THE INPUT section start
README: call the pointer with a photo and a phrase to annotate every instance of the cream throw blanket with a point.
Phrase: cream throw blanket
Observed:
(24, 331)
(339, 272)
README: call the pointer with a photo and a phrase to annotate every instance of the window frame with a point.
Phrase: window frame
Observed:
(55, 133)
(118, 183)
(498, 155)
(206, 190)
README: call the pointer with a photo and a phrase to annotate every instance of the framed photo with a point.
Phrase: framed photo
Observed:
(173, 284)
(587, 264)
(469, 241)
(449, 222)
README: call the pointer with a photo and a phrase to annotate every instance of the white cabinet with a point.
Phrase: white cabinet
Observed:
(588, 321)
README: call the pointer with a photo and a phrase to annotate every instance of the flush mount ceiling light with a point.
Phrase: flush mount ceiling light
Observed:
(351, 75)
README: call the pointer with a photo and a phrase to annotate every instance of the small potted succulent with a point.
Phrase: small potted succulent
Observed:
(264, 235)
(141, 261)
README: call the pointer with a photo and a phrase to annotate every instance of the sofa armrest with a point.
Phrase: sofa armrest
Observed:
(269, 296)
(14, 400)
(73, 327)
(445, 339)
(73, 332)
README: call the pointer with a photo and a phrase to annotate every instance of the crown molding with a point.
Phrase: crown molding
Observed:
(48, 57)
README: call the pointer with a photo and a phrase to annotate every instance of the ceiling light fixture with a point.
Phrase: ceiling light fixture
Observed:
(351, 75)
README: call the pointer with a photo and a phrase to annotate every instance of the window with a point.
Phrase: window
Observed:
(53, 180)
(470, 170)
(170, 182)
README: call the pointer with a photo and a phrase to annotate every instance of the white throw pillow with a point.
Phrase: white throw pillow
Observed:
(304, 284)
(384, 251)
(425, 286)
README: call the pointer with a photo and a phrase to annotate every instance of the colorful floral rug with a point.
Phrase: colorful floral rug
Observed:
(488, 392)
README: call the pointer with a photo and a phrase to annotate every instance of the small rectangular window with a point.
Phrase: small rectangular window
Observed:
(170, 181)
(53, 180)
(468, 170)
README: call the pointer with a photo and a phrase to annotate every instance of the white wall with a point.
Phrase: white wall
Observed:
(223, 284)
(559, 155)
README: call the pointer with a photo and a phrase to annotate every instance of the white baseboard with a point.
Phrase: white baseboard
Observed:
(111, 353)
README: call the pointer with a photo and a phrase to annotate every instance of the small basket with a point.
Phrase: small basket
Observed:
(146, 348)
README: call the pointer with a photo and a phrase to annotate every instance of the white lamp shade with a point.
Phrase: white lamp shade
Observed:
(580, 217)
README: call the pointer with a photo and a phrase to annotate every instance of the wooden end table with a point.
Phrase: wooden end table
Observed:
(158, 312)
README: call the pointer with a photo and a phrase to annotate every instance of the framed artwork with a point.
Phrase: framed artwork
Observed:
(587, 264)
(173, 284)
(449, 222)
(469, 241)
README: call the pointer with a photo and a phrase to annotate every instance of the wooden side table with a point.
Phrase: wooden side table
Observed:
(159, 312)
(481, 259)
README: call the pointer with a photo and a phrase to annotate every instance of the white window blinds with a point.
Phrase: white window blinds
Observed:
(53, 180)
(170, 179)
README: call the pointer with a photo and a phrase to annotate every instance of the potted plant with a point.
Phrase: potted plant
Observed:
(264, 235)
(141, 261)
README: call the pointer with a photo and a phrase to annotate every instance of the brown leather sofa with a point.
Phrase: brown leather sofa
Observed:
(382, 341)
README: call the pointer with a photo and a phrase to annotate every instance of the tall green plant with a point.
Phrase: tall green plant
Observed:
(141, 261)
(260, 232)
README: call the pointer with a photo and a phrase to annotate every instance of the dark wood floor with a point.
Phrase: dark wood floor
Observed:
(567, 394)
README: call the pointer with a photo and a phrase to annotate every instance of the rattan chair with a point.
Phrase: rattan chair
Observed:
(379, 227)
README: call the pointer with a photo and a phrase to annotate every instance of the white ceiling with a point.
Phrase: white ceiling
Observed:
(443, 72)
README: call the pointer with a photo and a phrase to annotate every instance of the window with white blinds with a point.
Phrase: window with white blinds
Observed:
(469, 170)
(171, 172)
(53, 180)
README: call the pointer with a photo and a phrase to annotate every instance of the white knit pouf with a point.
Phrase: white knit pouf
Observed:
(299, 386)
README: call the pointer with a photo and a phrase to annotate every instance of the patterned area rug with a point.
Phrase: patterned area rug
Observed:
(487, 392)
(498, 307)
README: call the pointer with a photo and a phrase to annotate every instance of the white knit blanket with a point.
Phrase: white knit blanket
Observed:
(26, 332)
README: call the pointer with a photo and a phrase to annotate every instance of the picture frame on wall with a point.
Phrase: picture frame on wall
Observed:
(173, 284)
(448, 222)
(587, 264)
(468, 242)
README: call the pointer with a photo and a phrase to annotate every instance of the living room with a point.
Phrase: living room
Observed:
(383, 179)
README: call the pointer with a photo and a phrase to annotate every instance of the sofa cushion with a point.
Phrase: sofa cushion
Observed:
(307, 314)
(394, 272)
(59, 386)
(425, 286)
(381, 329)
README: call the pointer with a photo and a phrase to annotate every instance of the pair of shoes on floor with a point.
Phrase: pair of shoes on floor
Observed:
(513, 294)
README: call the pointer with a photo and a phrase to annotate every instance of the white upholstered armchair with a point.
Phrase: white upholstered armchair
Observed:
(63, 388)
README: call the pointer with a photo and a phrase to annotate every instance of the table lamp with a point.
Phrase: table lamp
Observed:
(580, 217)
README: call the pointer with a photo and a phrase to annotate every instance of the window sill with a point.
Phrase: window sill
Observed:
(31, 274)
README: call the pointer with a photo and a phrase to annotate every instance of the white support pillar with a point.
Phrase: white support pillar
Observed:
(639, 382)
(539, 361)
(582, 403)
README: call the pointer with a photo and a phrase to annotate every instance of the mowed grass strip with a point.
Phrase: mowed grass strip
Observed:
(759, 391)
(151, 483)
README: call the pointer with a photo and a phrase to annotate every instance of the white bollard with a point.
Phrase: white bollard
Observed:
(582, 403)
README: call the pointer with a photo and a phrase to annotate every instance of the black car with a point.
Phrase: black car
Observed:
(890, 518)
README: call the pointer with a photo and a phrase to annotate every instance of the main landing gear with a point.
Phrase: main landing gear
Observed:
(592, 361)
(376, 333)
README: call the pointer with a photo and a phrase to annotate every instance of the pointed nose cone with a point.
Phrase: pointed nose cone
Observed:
THE INPUT section end
ABOUT THIS EXERCISE
There is a run of lines above from the one with "Phrase: patterned area rug" to the one with "Phrase: sofa cushion"; print exactly that run, both ends included, and nothing else.

TASK ANSWER
Phrase: patterned area rug
Observed:
(487, 392)
(498, 307)
README: call the pointer with a photo and a phrase to annotate every instance of the white knit blanket with a point.
Phrase: white knit blanket
Observed:
(26, 332)
README: call the pointer with a photo and a phrase to annotate every instance of the picture frame on wall with a point.
Phrase: picture frame on wall
Observed:
(173, 284)
(448, 222)
(587, 264)
(468, 242)
README: call the pointer with a photo and a phrase to annotate every instance of the living room with a point.
Phrase: living room
Observed:
(383, 179)
README: call the pointer with a photo and a phrase to annotate every instance of the sofa cushion with a point.
Phrase: sofa cushion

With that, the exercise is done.